---------- Information provided ----------

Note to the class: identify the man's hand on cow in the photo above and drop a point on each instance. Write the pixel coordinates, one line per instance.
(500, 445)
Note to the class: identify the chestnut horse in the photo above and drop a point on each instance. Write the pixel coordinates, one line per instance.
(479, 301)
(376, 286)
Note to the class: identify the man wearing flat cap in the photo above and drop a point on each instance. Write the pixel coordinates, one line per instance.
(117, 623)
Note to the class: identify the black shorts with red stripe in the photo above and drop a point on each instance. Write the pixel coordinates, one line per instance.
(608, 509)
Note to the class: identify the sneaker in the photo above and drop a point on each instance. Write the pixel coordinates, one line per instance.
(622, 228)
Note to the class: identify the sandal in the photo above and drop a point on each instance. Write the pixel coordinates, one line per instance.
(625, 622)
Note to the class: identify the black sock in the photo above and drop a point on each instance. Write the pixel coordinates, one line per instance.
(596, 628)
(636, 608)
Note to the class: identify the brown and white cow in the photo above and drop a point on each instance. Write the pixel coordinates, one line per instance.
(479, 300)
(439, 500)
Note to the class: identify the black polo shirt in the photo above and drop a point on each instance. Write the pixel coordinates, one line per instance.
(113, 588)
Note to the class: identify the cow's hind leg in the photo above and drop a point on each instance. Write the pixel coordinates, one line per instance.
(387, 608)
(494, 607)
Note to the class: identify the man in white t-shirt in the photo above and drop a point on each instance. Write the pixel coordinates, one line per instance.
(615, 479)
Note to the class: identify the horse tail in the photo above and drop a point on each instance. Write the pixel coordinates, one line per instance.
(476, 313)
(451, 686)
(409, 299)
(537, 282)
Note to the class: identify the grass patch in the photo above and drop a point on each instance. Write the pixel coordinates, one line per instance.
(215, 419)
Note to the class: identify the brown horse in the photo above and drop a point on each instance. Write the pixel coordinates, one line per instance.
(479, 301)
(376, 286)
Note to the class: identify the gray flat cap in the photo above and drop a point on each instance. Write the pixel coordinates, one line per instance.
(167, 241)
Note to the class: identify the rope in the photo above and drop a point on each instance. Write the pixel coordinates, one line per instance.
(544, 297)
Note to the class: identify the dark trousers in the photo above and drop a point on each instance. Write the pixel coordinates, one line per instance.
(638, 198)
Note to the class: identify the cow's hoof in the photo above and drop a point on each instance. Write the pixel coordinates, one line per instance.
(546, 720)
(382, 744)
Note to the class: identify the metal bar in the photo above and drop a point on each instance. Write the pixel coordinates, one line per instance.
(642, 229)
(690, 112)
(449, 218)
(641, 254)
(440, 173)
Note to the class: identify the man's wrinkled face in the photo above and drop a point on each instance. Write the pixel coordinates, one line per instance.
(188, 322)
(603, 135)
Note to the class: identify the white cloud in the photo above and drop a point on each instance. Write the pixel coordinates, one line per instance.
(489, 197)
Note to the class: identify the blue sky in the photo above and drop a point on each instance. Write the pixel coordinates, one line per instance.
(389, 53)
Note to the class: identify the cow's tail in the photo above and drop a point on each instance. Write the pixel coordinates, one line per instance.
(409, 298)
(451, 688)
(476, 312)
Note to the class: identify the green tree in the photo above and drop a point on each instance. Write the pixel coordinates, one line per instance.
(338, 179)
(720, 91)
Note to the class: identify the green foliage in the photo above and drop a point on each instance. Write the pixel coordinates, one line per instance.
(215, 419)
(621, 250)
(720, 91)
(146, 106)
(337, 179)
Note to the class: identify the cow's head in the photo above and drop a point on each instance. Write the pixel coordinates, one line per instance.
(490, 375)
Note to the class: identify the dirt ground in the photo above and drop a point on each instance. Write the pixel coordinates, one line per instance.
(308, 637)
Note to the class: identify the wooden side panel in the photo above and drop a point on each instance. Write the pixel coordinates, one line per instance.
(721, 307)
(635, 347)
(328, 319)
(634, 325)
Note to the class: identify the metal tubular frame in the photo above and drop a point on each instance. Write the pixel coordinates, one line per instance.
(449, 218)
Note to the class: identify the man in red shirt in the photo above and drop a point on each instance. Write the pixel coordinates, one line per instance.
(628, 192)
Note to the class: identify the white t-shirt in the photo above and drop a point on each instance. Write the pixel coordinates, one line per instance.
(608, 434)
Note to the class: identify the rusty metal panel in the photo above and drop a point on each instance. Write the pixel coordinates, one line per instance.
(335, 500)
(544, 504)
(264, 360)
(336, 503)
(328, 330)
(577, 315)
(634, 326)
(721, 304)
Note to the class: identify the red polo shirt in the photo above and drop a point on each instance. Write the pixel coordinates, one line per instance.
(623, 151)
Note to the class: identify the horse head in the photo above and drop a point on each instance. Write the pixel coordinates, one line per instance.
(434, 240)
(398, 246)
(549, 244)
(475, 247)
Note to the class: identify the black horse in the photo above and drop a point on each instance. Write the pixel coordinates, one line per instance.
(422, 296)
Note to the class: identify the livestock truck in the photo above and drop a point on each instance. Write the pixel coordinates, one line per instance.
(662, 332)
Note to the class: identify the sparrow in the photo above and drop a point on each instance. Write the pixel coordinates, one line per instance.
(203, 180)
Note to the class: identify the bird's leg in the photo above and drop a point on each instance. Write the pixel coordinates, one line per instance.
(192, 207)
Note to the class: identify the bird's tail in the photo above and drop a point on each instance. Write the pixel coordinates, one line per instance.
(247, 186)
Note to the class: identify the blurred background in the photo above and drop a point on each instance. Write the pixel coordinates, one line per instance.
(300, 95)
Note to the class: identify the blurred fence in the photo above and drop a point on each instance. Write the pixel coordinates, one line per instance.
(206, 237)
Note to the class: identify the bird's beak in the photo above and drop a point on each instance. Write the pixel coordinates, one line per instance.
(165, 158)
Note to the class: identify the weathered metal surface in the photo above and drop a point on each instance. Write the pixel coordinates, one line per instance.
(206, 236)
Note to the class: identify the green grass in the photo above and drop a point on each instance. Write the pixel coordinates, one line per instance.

----------

## Work to complete
Copy down the material exactly as written.

## Written answer
Note to the class: identify the man's hand on cow in the photo above and drop a point on each instance. Write the pixel coordinates, one line per instance.
(500, 445)
Note to the class: identify the chestnut horse in the photo above and drop a point on each instance. Write the pixel coordinates, one line per instance.
(479, 301)
(376, 286)
Note to the class: identify the man wearing flat cap in the photo above and drop a point on each instance. Write the pixel coordinates, one line per instance.
(117, 623)
Note to the class: identify the black shorts with red stripe in the photo above and drop a point on each instance. Write the pixel coordinates, one line per instance.
(608, 509)
Note to the class: identify the sneaker in the photo above and drop a point on each instance. Write the pixel coordinates, one line per instance.
(622, 228)
Note to the class: identify the sandal in the photo above and drop a point on each instance. Write the pixel coordinates, one line per instance.
(625, 622)
Note to the class: identify the black sock in the photo above and drop a point on each instance. Write the pixel coordinates, one line per instance.
(596, 628)
(636, 608)
Note to the class: identify the brown and white cow in the photo above and drop a point on each instance. Write the pixel coordinates, one line per instance.
(479, 300)
(439, 500)
Note to the class: identify the black polo shirt in the photo above and drop a point on each instance. Write the pixel coordinates, one line per instance.
(113, 588)
Note to the class: identify the cow's hind leg in the photo above and drop a point on each instance. Write the pixel coordinates, one line per instance.
(387, 608)
(494, 607)
Note to the class: identify the man in white t-shirt in the photo above and drop a point on each instance. Write the pixel coordinates, one line per instance.
(615, 479)
Note to the class: identify the horse tail in the photo above and drop a point on each instance. Write the pixel coordinates, one line per instance.
(476, 313)
(451, 686)
(409, 299)
(537, 282)
Note to the class: identify the grass patch in the photo above and drop a point on each instance. Write the pixel coordinates, one line per instance.
(215, 419)
Note to the class: identify the brown horse in the photo above and drop a point on each instance. Write the pixel coordinates, one line per instance.
(479, 301)
(376, 286)
Note to the class: identify the gray flat cap in the photo above and drop a point on each instance. Write the pixel coordinates, one line per instance.
(167, 241)
Note to the class: identify the rope in the photo above and drop a point on each instance. Write the pixel coordinates, one line per instance.
(544, 297)
Note to the class: identify the dark trousers in the photo above and drop a point on each instance. Write the pixel coordinates, one line per instance.
(638, 198)
Note to the class: identify the cow's hoof in the photo above and drop a point on each instance. Write the pixel coordinates, one line per instance.
(546, 720)
(382, 744)
Note to the class: identify the metal bar in the photo above and drop a point on each instance. Write the pixel coordinates, one line per instance.
(642, 229)
(690, 112)
(449, 218)
(641, 254)
(440, 173)
Note to the class: identify the man's wrinkled face in the photo above and drop a point on each instance. Write the pixel coordinates, one line per instance.
(188, 322)
(603, 135)
Note to the class: identify the white cloud in the photo above and drop a point on each instance. Write the pixel coordinates, one line per instance.
(489, 197)
Note to the class: identify the blue sky in the photo above and drop a point on each instance. Write the pixel coordinates, one line per instance.
(389, 53)
Note to the class: identify the cow's tail in the photo above and drop a point on each instance. Write the pixel coordinates, one line per instance.
(409, 298)
(451, 688)
(476, 312)
Note to the class: identify the green tree in the photo above and drop a point on each instance. Write the pixel coordinates, one line per instance.
(338, 179)
(720, 91)
Note to the class: identify the green foliage in the photo above and drop a point on each instance. Write the pixel coordinates, one line per instance.
(215, 419)
(621, 250)
(720, 91)
(146, 106)
(337, 179)
Note to the class: identify the cow's head in the photo above and drop a point on each instance. Write the pixel coordinates, one line per instance.
(490, 375)
Note to the class: identify the dirt ground in the photo above and drop a point on each instance. Write the pixel coordinates, one line per instance.
(308, 637)
Note to the class: identify the wooden side panel in the photo above and drop a point on each instance. Write the pixel coordinates, one line per instance.
(721, 307)
(635, 347)
(328, 319)
(634, 325)
Note to the class: identify the metal tubular frame in the photo above and drop a point on each instance. Write the pixel coordinates, one line per instance.
(449, 218)
Note to the class: identify the man in red shirt in the photo above and drop a point on each instance. Write the pixel coordinates, one line per instance.
(628, 192)
Note to the class: identify the white t-shirt in the photo above and drop a point on each instance. Write the pixel coordinates, one line per instance.
(608, 434)
Note to the class: identify the rusty metal panel in the photo above and drop a point on each instance. Write the pixel coordinates, one line per instance.
(335, 500)
(544, 504)
(264, 360)
(336, 503)
(328, 330)
(577, 315)
(634, 326)
(721, 304)
Note to the class: identify the red polo shirt in the photo above and drop a point on each instance. Write the pixel coordinates, one line per instance.
(623, 151)
Note to the class: identify the horse head in the photo above and drop a point on each instance. Write the pixel coordinates, one line per instance.
(434, 240)
(398, 246)
(549, 244)
(475, 247)
Note to the class: identify the black horse in the photo above and drop a point on each instance. Write the pixel coordinates, one line per instance.
(422, 296)
Note to the class: identify the livestock truck in the photo above and drop a point on each instance. Write the pixel coordinates, one line per instance.
(662, 332)
Note to the class: identify the sparrow in the photo above and drop a point on each instance. Write the pixel coordinates, one line per instance.
(203, 180)
Note to the class: identify the bird's leg in the photo above and drop a point on each instance. Write the pixel coordinates, one line per instance.
(192, 207)
Note to the class: identify the bird's tail in the photo above and drop a point on each instance. Write the pixel coordinates, one line per instance.
(247, 186)
Note to the class: identify the blurred background in the photo above and drop a point on each instance. Write the pixel coordinates, one line per instance.
(300, 95)
Note to the class: identify the blurred fence in the photo above and drop a point on each instance. Write the pixel coordinates, one line per instance.
(206, 237)
Note to the class: identify the bird's beak in the photo above and drop a point on each instance. Write the pixel coordinates, one line per instance.
(165, 158)
Note to the class: identify the weathered metal surface in the photo above and drop a point on each instance. Write the pixel coordinates, one line per instance.
(206, 236)
Note to the class: identify the green grass in the photo above and drop a point on each instance. Write the pixel coordinates, one line per instance.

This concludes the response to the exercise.